AIM OF THE EXERCISE:
In the forum excerpt below, what type does the suggested fix convert the datetime64 index values to before passing them to the function?

Edit/Update according to @Andrej's solution

I implemented your solution as suggested but it leads to following error:

Traceback (most recent call last):
  File "/Users/maxwitt/PycharmProjects/ForexStrategies/strategy1.py", line 288, in <module>
    get_long_exit(
  File "/Users/maxwitt/PycharmProjects/ForexStrategies/venv/lib/python3.10/site-packages/numba/core/dispatcher.py", line 468, in _compile_for_args
    error_rewrite(e, 'typing')
  File "/Users/maxwitt/PycharmProjects/ForexStrategies/venv/lib/python3.10/site-packages/numba/core/dispatcher.py", line 409, in error_rewrite
    raise e.with_traceback(None)
numba.core.errors.TypingError: Failed in nopython mode pipeline (step: nopython frontend)
No implementation of function Function(<built-in function setitem>) found for signature:
 
 >>> setitem(array(float64, 1d, C), int64, datetime64[ns])
 
There are 16 candidate implementations:
   - Of which 16 did not match due to:
   Overload of function 'setitem': File: <numerous>: Line N/A.
     With argument(s): '(array(float64, 1d, C), int64, datetime64[ns])':
    No match.

During: typing of setitem at /Users/maxwitt/PycharmProjects/ForexStrategies/strategy1.py (167)

File "strategy1.py", line 167:
def get_long_exit(index, high_vals, low_vals, tp_prices, sl_prices, out_exit_price, out_indices):
    <source elided>
                out_exit_price[idx1] = sl_entry
                out_indices[idx1] = index[idx2]
                ^

Solution

IIUC, for this task I'd use numba:

import numba

@numba.njit
def get_long_exit(
    index, high_vals, low_vals, tp_prices, sl_prices, out_exit_price, out_indices
):
    for idx1 in range(len(index) - 1):
        if np.isnan(tp_prices[idx1]):
            continue

        tp_entry, sl_entry = tp_prices[idx1], sl_prices[idx1]

        for idx2 in range(idx1 + 1, len(index)):
            h, l = high_vals[idx2], low_vals[idx2]

            # i'm not sure about these if's, but you can adjust it to your needs:
            if sl_entry > l:
                out_exit_price[idx1] = sl_entry
                out_indices[idx1] = index[idx2]
                break
            elif tp_entry < h:
                out_exit_price[idx1] = tp_entry
                out_indices[idx1] = index[idx2]
                break

df["exitPrice"] = np.nan
df["exitIndex"] = np.nan

# then fill the exitPrice/exitIndex values by:
get_long_exit(
    df.index.values.astype("float64"),  # <-- convert datetime64 to float64
    df.high.values,
    df.low.values,
    df.longTpPrice.values,
    df.longSlPrice.values,
    df.exitPrice.values,
    df.exitIndex.values,
)

# convert back float64 to datetime64
df["exitIndex"] = df["exitIndex"].astype("datetime64[ns]")

print(df)

DATASET ROWS:
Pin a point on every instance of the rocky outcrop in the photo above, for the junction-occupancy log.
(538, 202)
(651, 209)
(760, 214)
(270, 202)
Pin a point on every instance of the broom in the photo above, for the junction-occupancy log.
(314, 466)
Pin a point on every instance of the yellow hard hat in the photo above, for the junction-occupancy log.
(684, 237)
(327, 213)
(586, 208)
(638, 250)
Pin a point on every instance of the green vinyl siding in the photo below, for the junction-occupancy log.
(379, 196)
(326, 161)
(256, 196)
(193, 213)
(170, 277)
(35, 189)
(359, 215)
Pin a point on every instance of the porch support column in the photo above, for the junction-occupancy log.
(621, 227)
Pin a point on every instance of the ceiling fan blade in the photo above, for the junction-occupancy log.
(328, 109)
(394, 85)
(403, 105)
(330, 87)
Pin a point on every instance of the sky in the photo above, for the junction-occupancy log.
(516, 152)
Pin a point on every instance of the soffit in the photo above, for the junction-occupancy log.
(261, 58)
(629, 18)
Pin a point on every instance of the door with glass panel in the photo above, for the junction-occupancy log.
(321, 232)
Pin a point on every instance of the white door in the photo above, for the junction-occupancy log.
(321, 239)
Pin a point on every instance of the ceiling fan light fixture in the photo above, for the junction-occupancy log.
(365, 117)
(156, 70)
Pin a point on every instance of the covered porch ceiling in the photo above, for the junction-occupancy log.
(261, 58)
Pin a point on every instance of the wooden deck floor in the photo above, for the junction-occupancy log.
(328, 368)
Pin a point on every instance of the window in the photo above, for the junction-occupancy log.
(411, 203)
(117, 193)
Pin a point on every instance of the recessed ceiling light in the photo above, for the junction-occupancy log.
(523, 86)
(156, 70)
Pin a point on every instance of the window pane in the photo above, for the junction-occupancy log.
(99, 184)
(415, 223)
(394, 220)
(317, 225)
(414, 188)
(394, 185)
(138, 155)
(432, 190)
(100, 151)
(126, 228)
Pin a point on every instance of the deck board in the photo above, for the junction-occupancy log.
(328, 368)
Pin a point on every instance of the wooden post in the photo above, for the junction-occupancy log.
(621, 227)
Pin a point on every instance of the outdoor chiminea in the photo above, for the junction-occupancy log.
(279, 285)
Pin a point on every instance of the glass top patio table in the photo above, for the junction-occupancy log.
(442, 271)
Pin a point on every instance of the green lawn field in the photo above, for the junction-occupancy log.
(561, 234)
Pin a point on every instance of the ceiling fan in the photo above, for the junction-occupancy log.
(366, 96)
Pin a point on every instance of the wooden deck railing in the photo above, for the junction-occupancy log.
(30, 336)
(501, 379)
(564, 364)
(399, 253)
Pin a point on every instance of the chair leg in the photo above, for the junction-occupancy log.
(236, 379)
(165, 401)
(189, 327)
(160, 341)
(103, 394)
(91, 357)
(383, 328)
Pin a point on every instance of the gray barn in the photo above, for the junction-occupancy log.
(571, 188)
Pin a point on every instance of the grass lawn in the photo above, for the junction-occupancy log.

TASK OUTPUT:
float64